● **What is required**:
Reproduce the lines below verbatim, leaving out the pictures.

## start Data section

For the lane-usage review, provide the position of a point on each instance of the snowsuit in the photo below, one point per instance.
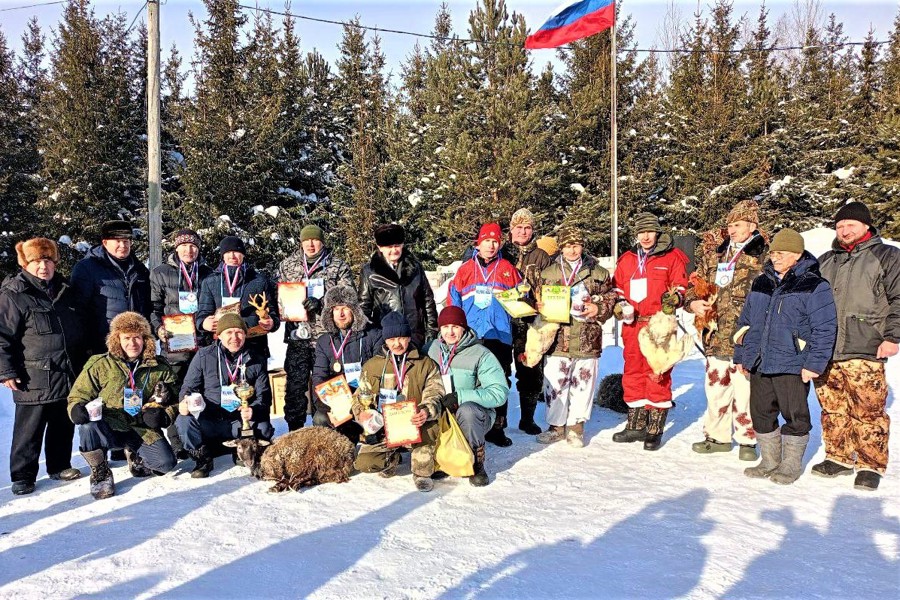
(166, 282)
(853, 390)
(250, 283)
(570, 369)
(664, 269)
(41, 346)
(300, 354)
(103, 290)
(206, 375)
(530, 261)
(361, 343)
(423, 384)
(727, 389)
(491, 323)
(478, 380)
(406, 290)
(106, 376)
(793, 326)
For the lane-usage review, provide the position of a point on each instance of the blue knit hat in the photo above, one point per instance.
(394, 324)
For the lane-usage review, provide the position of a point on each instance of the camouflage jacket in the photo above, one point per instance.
(730, 299)
(582, 339)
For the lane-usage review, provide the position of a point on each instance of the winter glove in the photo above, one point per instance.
(79, 415)
(156, 418)
(312, 305)
(450, 402)
(670, 301)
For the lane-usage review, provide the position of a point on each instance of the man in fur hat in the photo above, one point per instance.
(214, 372)
(853, 391)
(40, 355)
(729, 259)
(175, 289)
(346, 344)
(109, 281)
(132, 383)
(530, 262)
(315, 265)
(472, 289)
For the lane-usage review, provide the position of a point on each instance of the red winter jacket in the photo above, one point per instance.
(665, 268)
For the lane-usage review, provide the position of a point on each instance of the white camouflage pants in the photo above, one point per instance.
(569, 386)
(727, 403)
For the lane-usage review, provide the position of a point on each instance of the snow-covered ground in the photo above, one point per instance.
(610, 520)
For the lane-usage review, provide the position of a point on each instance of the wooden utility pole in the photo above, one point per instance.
(154, 203)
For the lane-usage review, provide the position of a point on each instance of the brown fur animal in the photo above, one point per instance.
(709, 321)
(660, 344)
(301, 458)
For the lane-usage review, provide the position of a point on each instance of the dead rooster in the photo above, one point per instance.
(706, 324)
(301, 458)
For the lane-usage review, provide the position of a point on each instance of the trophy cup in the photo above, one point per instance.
(244, 391)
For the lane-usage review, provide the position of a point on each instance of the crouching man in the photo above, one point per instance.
(214, 372)
(346, 345)
(400, 372)
(132, 411)
(474, 382)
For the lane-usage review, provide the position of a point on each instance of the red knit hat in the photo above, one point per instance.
(490, 231)
(453, 315)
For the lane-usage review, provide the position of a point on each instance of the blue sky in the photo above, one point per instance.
(418, 15)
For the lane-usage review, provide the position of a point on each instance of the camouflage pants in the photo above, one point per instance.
(373, 458)
(727, 403)
(855, 426)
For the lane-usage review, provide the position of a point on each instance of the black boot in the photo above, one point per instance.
(136, 464)
(102, 484)
(497, 436)
(480, 477)
(656, 420)
(635, 427)
(203, 462)
(528, 403)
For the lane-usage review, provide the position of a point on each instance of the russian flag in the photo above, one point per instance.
(572, 21)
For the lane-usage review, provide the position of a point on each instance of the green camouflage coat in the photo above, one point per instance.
(730, 299)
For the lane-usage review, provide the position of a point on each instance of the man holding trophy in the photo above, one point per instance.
(226, 395)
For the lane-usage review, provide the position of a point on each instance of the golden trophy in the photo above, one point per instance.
(244, 391)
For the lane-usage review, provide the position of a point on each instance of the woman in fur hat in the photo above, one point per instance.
(40, 355)
(133, 384)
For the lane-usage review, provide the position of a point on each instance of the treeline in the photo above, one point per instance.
(267, 137)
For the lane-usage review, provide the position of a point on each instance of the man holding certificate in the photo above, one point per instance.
(346, 345)
(408, 391)
(304, 279)
(474, 382)
(210, 410)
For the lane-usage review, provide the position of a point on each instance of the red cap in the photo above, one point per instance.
(490, 231)
(453, 315)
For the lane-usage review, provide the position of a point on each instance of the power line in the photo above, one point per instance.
(32, 5)
(498, 43)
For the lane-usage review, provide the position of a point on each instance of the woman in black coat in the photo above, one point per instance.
(40, 355)
(394, 280)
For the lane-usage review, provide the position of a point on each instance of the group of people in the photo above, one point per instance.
(83, 352)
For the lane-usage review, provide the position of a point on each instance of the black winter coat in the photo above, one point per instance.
(208, 372)
(103, 290)
(166, 281)
(251, 283)
(406, 290)
(41, 341)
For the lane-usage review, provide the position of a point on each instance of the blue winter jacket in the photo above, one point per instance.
(793, 322)
(103, 290)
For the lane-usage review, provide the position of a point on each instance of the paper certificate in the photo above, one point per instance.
(337, 395)
(182, 334)
(398, 427)
(291, 295)
(556, 302)
(511, 302)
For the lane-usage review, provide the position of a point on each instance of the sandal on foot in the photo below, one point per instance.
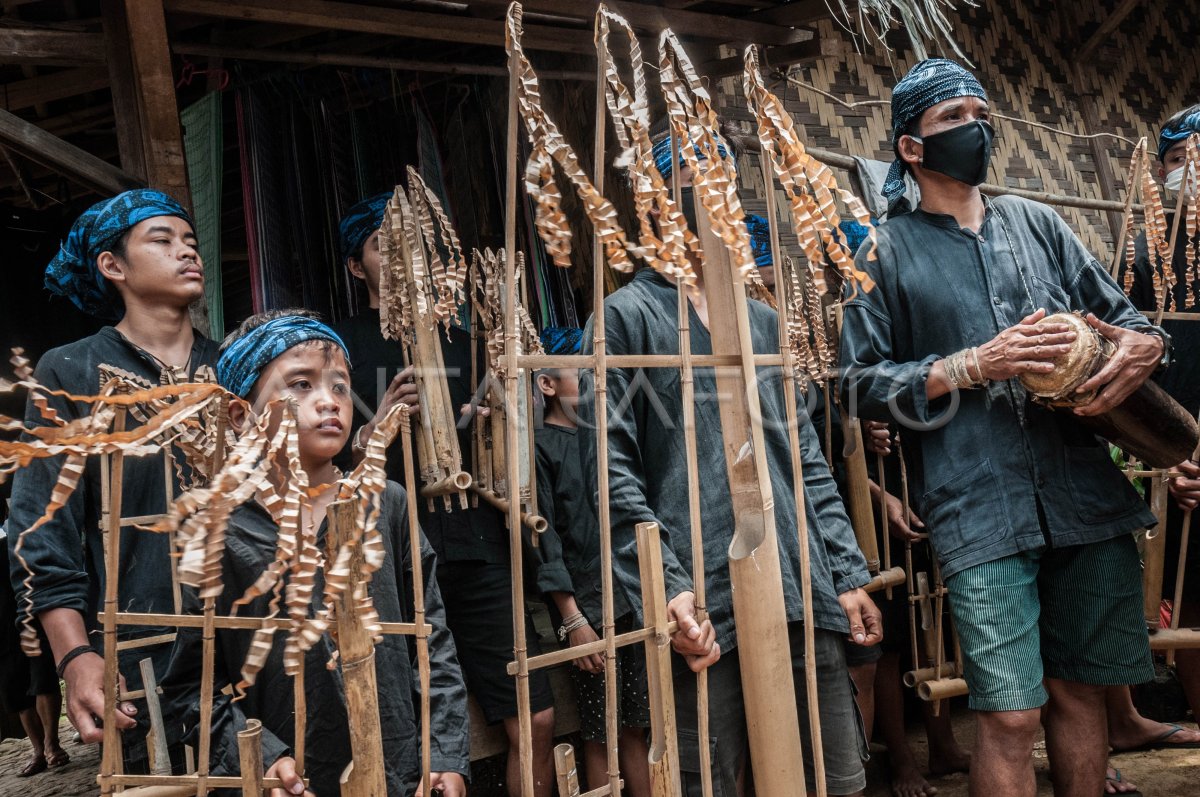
(1162, 742)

## end Data section

● **Answer to this task**:
For the lane-usage review, provide the position of a point on each instance of the snowsuit in the photo below, one point per instance.
(166, 282)
(853, 390)
(250, 283)
(570, 369)
(664, 269)
(41, 346)
(300, 354)
(103, 290)
(206, 375)
(530, 261)
(361, 343)
(423, 384)
(727, 389)
(491, 323)
(478, 380)
(406, 290)
(106, 376)
(793, 326)
For the lane-usage review, provide the position of a point on each instance of the blue knit hat in the photo above, one point per instance.
(394, 324)
For the lane-usage review, provide the position of a point on each instance of the camouflage jacket in the photo above, one point per instance.
(730, 299)
(582, 339)
For the lane-usage review, provide the position of a point on each instance of the winter glove in the photo above, one point per instance.
(79, 415)
(156, 418)
(312, 305)
(450, 402)
(670, 301)
For the lane-usage review, provide the position of a point on each instance of the man in fur hat in the photo above, one point per instance.
(214, 372)
(853, 391)
(40, 355)
(729, 259)
(175, 289)
(346, 344)
(109, 281)
(132, 383)
(530, 262)
(315, 265)
(472, 289)
For the lane-usage review, provide the position of a point on each instance of the red winter jacket in the photo above, one point per instance.
(665, 268)
For the lane-usage review, provide the position of a point on each instance of the white camouflage pants in the photo above, one point per instance.
(569, 386)
(727, 403)
For the lane-usage review, provide the position of a point on each instance of the snow-covered ground in the photo above, one point per instance.
(610, 520)
For the lane-usage review, provide the position of a point on each instance of the wooden utility pole in the photo above, one point per instance.
(154, 203)
For the lane-usage review, provide the position of a point on each instance of the brown fur animal in the photo above, one point per instance.
(709, 321)
(660, 344)
(301, 458)
For the lane-usage review, provide the position of a point on each instance of the dead rooster in the photo above, one point per instance.
(706, 324)
(301, 458)
For the lane-usage review, provide the position of a point on each instance of the trophy cup in the photo above, one point per instance.
(244, 391)
For the lane-usage review, provide the position of a point on each instance of the crouching man in the photo above, one point per instance.
(214, 372)
(346, 345)
(400, 372)
(132, 411)
(474, 382)
For the lane-usage review, provide the position of a point on each instance of the red knit hat in the photo above, one point per instance.
(490, 231)
(453, 315)
For the lane-usage review, provide the position of a point on each instance of the blue sky in the photo above, one point per instance.
(418, 15)
For the lane-usage review, provide the position of a point on each instance of the camouflage pants in the photo above, one point per instance.
(373, 458)
(727, 403)
(855, 426)
For the lane-usage review, provide the position of a point on each instance of the black boot in the photo above, one point per instance.
(136, 464)
(102, 484)
(497, 436)
(480, 477)
(656, 420)
(635, 427)
(203, 462)
(528, 403)
For the lane-usage review, provide the position of a point on each instance of the russian flag in the photo above, one point per instance.
(572, 21)
For the lane-usage review, provide the position of a point on each instance of the green camouflage coat in the photo above, one point per instance.
(730, 299)
For the lane-usage review, provide the position of a point on each instance of the man holding trophy in the photo above, one point per instance.
(226, 395)
For the lane-usage review, provide the position of a point on each instance of the golden trophy in the photo above, one point per instance.
(244, 391)
For the lane-usage review, provide the position of a point on each instance of the woman in fur hat in the photo above, one point per instance.
(40, 355)
(133, 384)
For the lane-usage review, provide the position of a point on each instance of the treeline in the photo above, one point per instance.
(267, 137)
For the lane-usage review, provide the position of a point on each instance of the man holding certificate in the photo above, one point per instance.
(346, 345)
(408, 391)
(304, 279)
(474, 382)
(210, 410)
For the lane-usage review, provide the position of a point on each instance of the red cap in the photo above, one point per instance.
(490, 231)
(453, 315)
For the lane-usage review, provide the position of a point on each instance of the power line in the photo above, one point per instance.
(32, 5)
(498, 43)
For the lane-usage review, provide the position of a point on each instance of the woman in black coat in the photo above, one point per instance.
(40, 355)
(394, 280)
For the lane-usage review, provide the position of a point on each instance of the group of people in the photo above, one point per instance.
(83, 352)
For the lane-usage review, provide the position of a point on each instance of the black winter coat in the photo above, one point per instance.
(208, 372)
(103, 290)
(166, 281)
(251, 283)
(406, 290)
(41, 341)
For the lane-usage review, provide the position of a point on each instance of the blue winter jacket in the photo above, one point per instance.
(793, 322)
(103, 290)
For the lane-usage review, provide the position of a point on each instance of the paper certificate in the photo above, one point per instance.
(337, 395)
(182, 334)
(398, 427)
(291, 295)
(556, 302)
(511, 302)
For the lane-usage review, provide the position of a point on each instance of the sandal on foot in the photo below, one point per instance.
(1162, 742)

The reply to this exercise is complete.